**TEXT PASSAGE**
The Chairman of the Constituent Assembly, Victor Tchernov, sends his fraternal greetings to the heroic comrades–sailors, the Red Army men and workers, who for the third time since 1905 are throwing off the yoke of tyranny. He offers to aid with men and to provision Kronstadt through the Russian coöperatives abroad. Inform what and how much is needed. Am prepared to come in person and give my energies and authority to the service of the people’s revolution. I have faith in the final victory of the laboring masses. *** Hail to the first to raise the banner of the people’s liberation! Down with despotism from the left and right!

At the same time the Socialist–Revolutionist Party sent the following message to Kronstadt: The Socialist–Revolutionist delegation abroad *** now that the cup of the people’s wrath is overflowing, offers to help with all means in its power in the struggle for liberty and popular government. Inform in what ways help is desired. Long live the people’s revolution! Long live free Soviets and the Constituent Assembly!}} The Kronstadt Revolutionary Committee declined the Socialist–Revolutionist offers. It sent the following reply to Victor Tchernov:

The Provisional Revolutionary Committee of Kronstadt expresses to all our brothers abroad its deep gratitude for their sympathy. The Provisional Revolutionary Committee is thankful for the offer of Comrade Tchernov, but it refrains for the present: that is, till further developments become clarified. Meantime everything will be taken into consideration.

**WRITTEN EXERCISE 1**
Summarize the Kronstadt correspondence in two sentences.
**WRITTEN EXERCISE 2**
Write what comes next in the Kronstadt correspondence, picking up after its final sentence.
The records that come after this are not needed for anything here.

**DATA EXTRACT**
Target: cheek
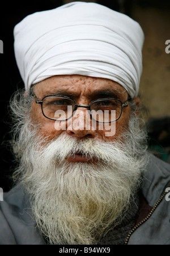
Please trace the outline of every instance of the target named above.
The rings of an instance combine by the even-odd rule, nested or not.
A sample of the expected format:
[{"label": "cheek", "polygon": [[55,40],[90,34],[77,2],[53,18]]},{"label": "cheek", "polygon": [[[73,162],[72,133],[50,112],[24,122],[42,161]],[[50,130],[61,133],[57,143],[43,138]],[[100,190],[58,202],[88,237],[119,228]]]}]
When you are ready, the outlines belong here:
[{"label": "cheek", "polygon": [[37,125],[39,134],[43,137],[48,137],[51,140],[59,136],[64,131],[60,122],[48,119],[44,116],[41,106],[33,104],[31,117],[33,124]]}]

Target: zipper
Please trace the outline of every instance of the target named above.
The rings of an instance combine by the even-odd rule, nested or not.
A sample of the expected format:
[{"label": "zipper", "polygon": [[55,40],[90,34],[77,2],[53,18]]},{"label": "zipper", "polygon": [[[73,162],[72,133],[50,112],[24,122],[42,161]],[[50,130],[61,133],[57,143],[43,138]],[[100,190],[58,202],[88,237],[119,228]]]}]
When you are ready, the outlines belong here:
[{"label": "zipper", "polygon": [[126,240],[125,242],[125,244],[127,245],[129,240],[130,239],[130,237],[131,236],[131,235],[132,234],[132,233],[139,226],[141,226],[142,224],[143,224],[143,223],[144,223],[145,221],[146,221],[149,217],[152,215],[152,214],[153,213],[153,212],[154,212],[154,211],[155,210],[155,209],[156,208],[156,207],[158,206],[158,205],[160,204],[160,203],[161,202],[161,201],[162,200],[162,199],[163,199],[163,198],[165,196],[165,194],[167,194],[165,190],[167,187],[168,187],[170,186],[170,182],[168,183],[168,184],[167,185],[165,188],[164,189],[164,192],[163,192],[163,194],[162,194],[162,195],[160,196],[160,198],[159,198],[159,199],[158,200],[158,201],[156,203],[156,204],[155,204],[155,205],[154,206],[154,207],[152,208],[151,211],[150,211],[150,212],[148,213],[148,215],[144,218],[143,219],[143,220],[142,220],[141,221],[140,221],[138,224],[137,224],[135,226],[134,226],[134,228],[131,229],[131,230],[129,233],[129,234],[126,237]]}]

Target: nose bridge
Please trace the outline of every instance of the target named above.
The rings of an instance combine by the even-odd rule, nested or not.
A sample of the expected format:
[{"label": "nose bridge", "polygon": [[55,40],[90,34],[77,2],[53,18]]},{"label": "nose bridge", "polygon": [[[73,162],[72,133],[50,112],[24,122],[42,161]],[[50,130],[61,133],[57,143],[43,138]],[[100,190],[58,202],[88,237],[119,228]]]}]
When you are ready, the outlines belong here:
[{"label": "nose bridge", "polygon": [[87,135],[95,136],[95,131],[92,128],[88,108],[88,105],[76,106],[71,120],[68,120],[67,131],[72,132],[79,137],[83,137]]}]

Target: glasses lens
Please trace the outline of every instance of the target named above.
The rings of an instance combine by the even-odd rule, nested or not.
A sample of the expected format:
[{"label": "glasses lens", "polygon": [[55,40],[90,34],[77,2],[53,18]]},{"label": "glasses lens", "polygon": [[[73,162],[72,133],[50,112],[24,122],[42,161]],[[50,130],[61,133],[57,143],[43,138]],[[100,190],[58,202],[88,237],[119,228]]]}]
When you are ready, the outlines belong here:
[{"label": "glasses lens", "polygon": [[122,112],[120,101],[103,99],[94,102],[91,105],[92,118],[99,123],[109,123],[118,119]]},{"label": "glasses lens", "polygon": [[46,117],[64,120],[71,116],[74,106],[71,99],[49,96],[43,99],[42,111]]}]

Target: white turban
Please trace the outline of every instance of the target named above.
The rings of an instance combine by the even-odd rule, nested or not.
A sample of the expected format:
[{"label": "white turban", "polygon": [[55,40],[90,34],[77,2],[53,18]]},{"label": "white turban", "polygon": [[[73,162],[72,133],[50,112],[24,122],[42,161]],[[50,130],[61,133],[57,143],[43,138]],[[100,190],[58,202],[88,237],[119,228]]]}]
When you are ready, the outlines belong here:
[{"label": "white turban", "polygon": [[124,14],[75,2],[27,16],[14,33],[26,90],[53,75],[80,74],[110,79],[138,95],[144,35]]}]

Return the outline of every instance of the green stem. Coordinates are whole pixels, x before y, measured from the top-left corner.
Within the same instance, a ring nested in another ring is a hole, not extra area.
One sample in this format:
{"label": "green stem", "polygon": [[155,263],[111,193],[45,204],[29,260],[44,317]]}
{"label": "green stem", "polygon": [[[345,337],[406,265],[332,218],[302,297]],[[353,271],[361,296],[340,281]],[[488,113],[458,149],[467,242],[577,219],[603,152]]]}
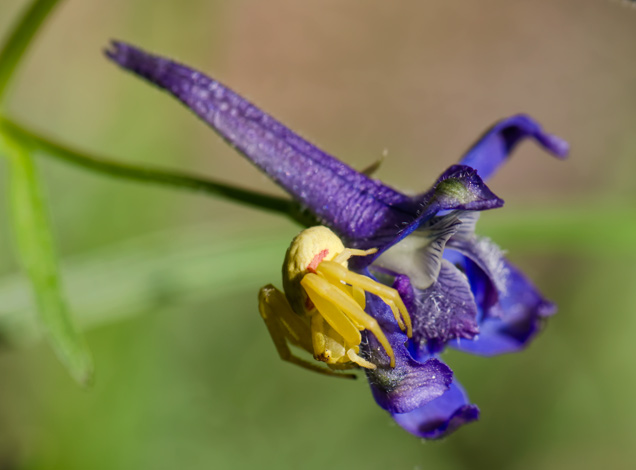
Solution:
{"label": "green stem", "polygon": [[31,40],[59,0],[35,0],[24,12],[0,50],[0,100]]}
{"label": "green stem", "polygon": [[187,173],[133,166],[104,158],[87,156],[52,140],[41,137],[25,127],[2,117],[0,117],[0,127],[3,132],[9,133],[14,139],[29,142],[45,155],[59,158],[89,170],[144,183],[162,184],[175,188],[201,191],[259,209],[282,213],[303,225],[307,225],[308,223],[307,217],[300,211],[298,205],[290,199],[237,188],[229,184],[199,178]]}

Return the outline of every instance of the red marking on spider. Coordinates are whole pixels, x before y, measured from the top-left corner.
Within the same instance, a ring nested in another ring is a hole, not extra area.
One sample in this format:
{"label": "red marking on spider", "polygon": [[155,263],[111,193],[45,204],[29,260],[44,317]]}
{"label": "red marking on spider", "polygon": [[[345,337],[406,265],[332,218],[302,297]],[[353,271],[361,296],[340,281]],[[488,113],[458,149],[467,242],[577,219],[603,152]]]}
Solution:
{"label": "red marking on spider", "polygon": [[310,273],[316,274],[316,269],[318,269],[318,265],[322,263],[322,260],[325,259],[325,256],[329,254],[329,250],[326,248],[314,256],[314,259],[311,260],[311,263],[307,265],[307,271]]}

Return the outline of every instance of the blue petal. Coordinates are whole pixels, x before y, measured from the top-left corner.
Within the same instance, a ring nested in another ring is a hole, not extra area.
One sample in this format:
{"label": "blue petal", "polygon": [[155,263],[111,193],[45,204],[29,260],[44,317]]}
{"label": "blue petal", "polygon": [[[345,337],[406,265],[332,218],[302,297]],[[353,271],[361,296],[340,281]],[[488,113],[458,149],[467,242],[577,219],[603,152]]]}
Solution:
{"label": "blue petal", "polygon": [[[494,356],[523,349],[541,330],[545,318],[556,313],[554,304],[546,300],[523,273],[505,258],[500,260],[505,273],[505,290],[498,291],[498,300],[491,304],[484,299],[495,282],[472,260],[466,261],[467,273],[471,277],[471,288],[481,311],[479,335],[473,340],[458,339],[450,345],[461,351]],[[476,286],[481,286],[477,287]]]}
{"label": "blue petal", "polygon": [[410,198],[318,149],[216,80],[121,42],[106,54],[182,101],[344,238],[372,237],[413,219]]}
{"label": "blue petal", "polygon": [[413,198],[412,204],[417,206],[417,213],[403,228],[387,224],[383,229],[377,229],[372,238],[351,240],[356,248],[377,248],[375,256],[365,256],[352,260],[356,270],[362,270],[377,259],[385,250],[399,243],[420,229],[440,211],[470,210],[482,211],[495,209],[503,205],[503,200],[497,197],[481,180],[477,172],[467,166],[453,165],[438,179],[431,190]]}
{"label": "blue petal", "polygon": [[483,180],[489,179],[523,139],[532,138],[545,150],[565,158],[569,145],[561,138],[548,134],[529,116],[519,114],[503,119],[488,130],[461,159],[462,165],[473,167]]}
{"label": "blue petal", "polygon": [[464,389],[453,382],[441,397],[409,413],[392,413],[393,419],[411,434],[440,439],[479,419],[479,408],[468,404]]}
{"label": "blue petal", "polygon": [[393,287],[411,314],[410,350],[416,359],[441,351],[451,339],[471,339],[479,332],[468,281],[448,261],[443,260],[437,281],[427,289],[414,288],[407,276],[398,276]]}
{"label": "blue petal", "polygon": [[413,359],[404,345],[406,335],[378,297],[367,295],[366,310],[380,324],[395,354],[395,367],[390,367],[384,348],[372,334],[366,335],[361,354],[377,365],[365,371],[378,405],[392,413],[406,413],[442,396],[453,380],[453,371],[435,358]]}

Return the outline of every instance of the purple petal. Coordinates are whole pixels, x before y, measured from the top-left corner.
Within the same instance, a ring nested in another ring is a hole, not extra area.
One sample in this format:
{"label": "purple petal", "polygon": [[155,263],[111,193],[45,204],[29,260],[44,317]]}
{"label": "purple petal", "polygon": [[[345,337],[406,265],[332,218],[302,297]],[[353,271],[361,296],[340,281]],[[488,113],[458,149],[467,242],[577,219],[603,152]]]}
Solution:
{"label": "purple petal", "polygon": [[362,354],[377,365],[365,369],[373,397],[385,410],[406,413],[440,397],[448,390],[453,371],[438,359],[418,362],[408,352],[404,343],[406,335],[400,331],[391,309],[378,297],[367,295],[367,312],[382,327],[395,354],[395,367],[375,336],[367,334]]}
{"label": "purple petal", "polygon": [[201,72],[121,42],[106,55],[181,100],[343,237],[371,237],[413,218],[408,197],[321,151]]}
{"label": "purple petal", "polygon": [[453,165],[438,178],[430,191],[413,198],[412,203],[419,206],[416,217],[412,217],[411,221],[406,223],[401,230],[397,231],[395,225],[387,224],[385,228],[376,230],[372,238],[358,237],[352,241],[356,248],[378,249],[375,256],[353,259],[354,269],[366,268],[385,250],[395,246],[415,230],[420,229],[440,211],[494,209],[501,207],[503,200],[486,186],[474,169]]}
{"label": "purple petal", "polygon": [[503,119],[488,130],[464,155],[460,164],[479,172],[482,179],[489,179],[523,139],[532,138],[555,157],[565,158],[570,149],[568,143],[541,129],[529,116],[518,114]]}
{"label": "purple petal", "polygon": [[464,389],[453,382],[444,395],[430,403],[409,413],[392,415],[411,434],[424,439],[440,439],[479,419],[479,408],[469,405]]}
{"label": "purple petal", "polygon": [[[453,347],[483,356],[516,352],[535,337],[546,317],[556,313],[554,304],[546,300],[519,269],[505,258],[501,263],[502,272],[506,273],[505,291],[498,292],[498,302],[492,307],[480,304],[483,319],[479,324],[479,335],[471,341],[458,339],[451,343]],[[472,276],[471,281],[476,278],[483,281],[483,271],[477,270],[481,274]],[[490,282],[494,284],[495,281]],[[474,285],[477,284],[471,283],[473,289]],[[475,295],[479,301],[479,294]]]}
{"label": "purple petal", "polygon": [[437,281],[428,289],[414,288],[407,276],[398,276],[393,287],[411,314],[411,350],[416,359],[441,351],[451,339],[472,339],[479,333],[468,281],[448,261],[443,260]]}

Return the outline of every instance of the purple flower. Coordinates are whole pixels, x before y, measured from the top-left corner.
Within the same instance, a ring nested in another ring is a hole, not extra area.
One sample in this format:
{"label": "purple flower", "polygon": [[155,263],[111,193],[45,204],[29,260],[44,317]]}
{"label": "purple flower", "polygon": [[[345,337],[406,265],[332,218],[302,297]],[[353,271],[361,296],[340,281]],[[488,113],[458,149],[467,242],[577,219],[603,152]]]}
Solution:
{"label": "purple flower", "polygon": [[480,355],[518,351],[555,307],[490,240],[475,235],[479,211],[503,201],[484,183],[516,145],[534,139],[557,157],[568,145],[518,115],[488,130],[428,191],[408,196],[326,154],[224,85],[120,42],[108,57],[172,93],[254,163],[345,246],[377,248],[352,258],[359,273],[391,285],[413,321],[412,338],[391,309],[367,295],[367,312],[395,354],[366,335],[361,354],[378,404],[408,432],[447,435],[479,416],[438,355],[449,345]]}

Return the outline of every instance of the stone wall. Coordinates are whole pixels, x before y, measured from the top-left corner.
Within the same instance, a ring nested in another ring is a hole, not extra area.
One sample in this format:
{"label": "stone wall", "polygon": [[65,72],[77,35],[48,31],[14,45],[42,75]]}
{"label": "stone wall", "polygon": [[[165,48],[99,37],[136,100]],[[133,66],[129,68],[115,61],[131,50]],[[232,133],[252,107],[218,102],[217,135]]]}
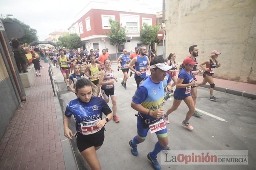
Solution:
{"label": "stone wall", "polygon": [[166,55],[181,63],[197,44],[200,63],[213,50],[222,54],[214,76],[256,84],[256,1],[165,0]]}

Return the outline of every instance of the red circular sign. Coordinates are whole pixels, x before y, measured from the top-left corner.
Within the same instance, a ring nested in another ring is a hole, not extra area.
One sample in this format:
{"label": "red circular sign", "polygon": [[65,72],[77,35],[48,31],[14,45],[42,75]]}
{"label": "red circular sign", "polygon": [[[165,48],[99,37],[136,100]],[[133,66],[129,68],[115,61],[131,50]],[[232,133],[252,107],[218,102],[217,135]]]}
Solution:
{"label": "red circular sign", "polygon": [[162,31],[157,31],[157,39],[162,40],[163,38],[163,32]]}

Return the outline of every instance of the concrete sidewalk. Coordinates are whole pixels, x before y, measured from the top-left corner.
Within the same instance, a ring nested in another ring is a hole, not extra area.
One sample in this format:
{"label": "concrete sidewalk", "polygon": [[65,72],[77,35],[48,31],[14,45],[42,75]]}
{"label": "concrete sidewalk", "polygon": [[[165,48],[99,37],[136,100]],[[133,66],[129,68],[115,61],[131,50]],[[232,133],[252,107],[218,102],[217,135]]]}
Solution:
{"label": "concrete sidewalk", "polygon": [[[56,115],[54,98],[58,100],[53,94],[48,63],[41,63],[45,67],[42,76],[25,89],[27,101],[16,111],[0,143],[0,169],[77,169],[70,143],[64,145],[61,141],[63,128],[59,131],[58,122],[62,120]],[[63,153],[66,150],[71,151],[68,156]]]}
{"label": "concrete sidewalk", "polygon": [[[199,83],[203,79],[201,75],[196,76],[196,78]],[[256,99],[256,84],[216,78],[213,79],[215,84],[214,90]],[[209,88],[210,86],[207,83],[202,87]]]}

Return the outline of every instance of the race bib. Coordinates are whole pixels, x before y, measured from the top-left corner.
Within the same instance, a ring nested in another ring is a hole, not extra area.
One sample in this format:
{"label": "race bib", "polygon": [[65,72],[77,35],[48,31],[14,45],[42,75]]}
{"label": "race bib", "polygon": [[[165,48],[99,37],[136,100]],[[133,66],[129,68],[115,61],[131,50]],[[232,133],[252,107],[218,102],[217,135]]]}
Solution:
{"label": "race bib", "polygon": [[166,128],[165,124],[163,122],[163,119],[161,119],[154,123],[149,125],[149,129],[150,130],[151,133],[154,133],[159,130],[166,129]]}
{"label": "race bib", "polygon": [[98,79],[99,78],[99,75],[93,75],[93,79]]}
{"label": "race bib", "polygon": [[97,122],[101,120],[99,118],[94,120],[92,120],[86,122],[80,123],[81,129],[82,130],[82,133],[83,135],[90,135],[93,134],[100,131],[101,128],[99,128],[95,126],[94,123]]}
{"label": "race bib", "polygon": [[106,85],[106,88],[111,88],[113,87],[114,86],[114,82],[112,82],[111,83],[109,83],[109,84]]}
{"label": "race bib", "polygon": [[191,86],[187,87],[186,87],[186,92],[185,94],[188,94],[191,91]]}
{"label": "race bib", "polygon": [[146,72],[147,72],[146,67],[140,67],[140,72],[142,73]]}

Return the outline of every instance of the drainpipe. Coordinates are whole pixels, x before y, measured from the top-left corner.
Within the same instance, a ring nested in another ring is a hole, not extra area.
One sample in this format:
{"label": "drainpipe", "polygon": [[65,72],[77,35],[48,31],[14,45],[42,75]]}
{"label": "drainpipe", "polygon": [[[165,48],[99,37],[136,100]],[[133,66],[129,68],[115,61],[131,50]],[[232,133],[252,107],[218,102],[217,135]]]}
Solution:
{"label": "drainpipe", "polygon": [[[27,99],[26,98],[23,97],[21,94],[20,88],[19,86],[19,83],[18,83],[17,78],[15,75],[15,72],[14,71],[14,69],[12,67],[12,62],[11,61],[10,55],[9,55],[9,51],[8,51],[8,48],[7,47],[6,43],[6,42],[4,40],[4,35],[1,32],[0,32],[0,33],[0,33],[0,41],[2,44],[2,46],[3,46],[3,48],[4,50],[4,52],[5,55],[7,62],[8,62],[8,64],[9,64],[9,66],[10,67],[10,70],[11,70],[11,72],[12,73],[12,76],[13,79],[14,80],[14,83],[15,83],[15,85],[16,86],[17,90],[18,90],[18,92],[19,93],[19,95],[20,98],[20,100],[22,101],[26,101]],[[13,64],[14,64],[14,63]]]}

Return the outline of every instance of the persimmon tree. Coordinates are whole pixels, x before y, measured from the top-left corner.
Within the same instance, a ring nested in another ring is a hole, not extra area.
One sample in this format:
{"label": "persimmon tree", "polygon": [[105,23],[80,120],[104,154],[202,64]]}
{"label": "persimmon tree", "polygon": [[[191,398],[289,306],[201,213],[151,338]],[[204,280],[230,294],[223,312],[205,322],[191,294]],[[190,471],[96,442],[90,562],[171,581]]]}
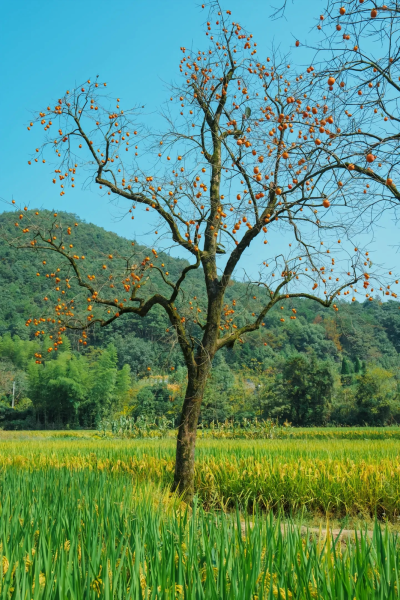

**TASK ANSWER 1**
Victor Tchernov, Chairman of the Constituent Assembly, and the Socialist–Revolutionist delegation abroad each sent Kronstadt messages of support and offered help in its struggle. The Kronstadt Revolutionary Committee declined the Socialist–Revolutionist offers, thanking Tchernov but refraining for the present until further developments became clarified.

**TASK ANSWER 2**
PETRICHENKO
Chairman Provisional Revolutionary Committee

Moscow, however, continued its campaign of misrepresentation. On March 3 the Bolshevik radio station sent out the following message to the world (certain parts undecipherable owing to interference from another station):

*** That the armed uprising of the former general Kozlovsky has been organised by the spies of the Entente, like many similar previous plots, is evident from the bourgeois French newspaper

  1. Published in Revolutsionnaya Rossiya (Socialist–Revolutionist journal) No. 8, May, 1921. See also Moscow Izvestia (Communist) No. 154, July 13, 1922.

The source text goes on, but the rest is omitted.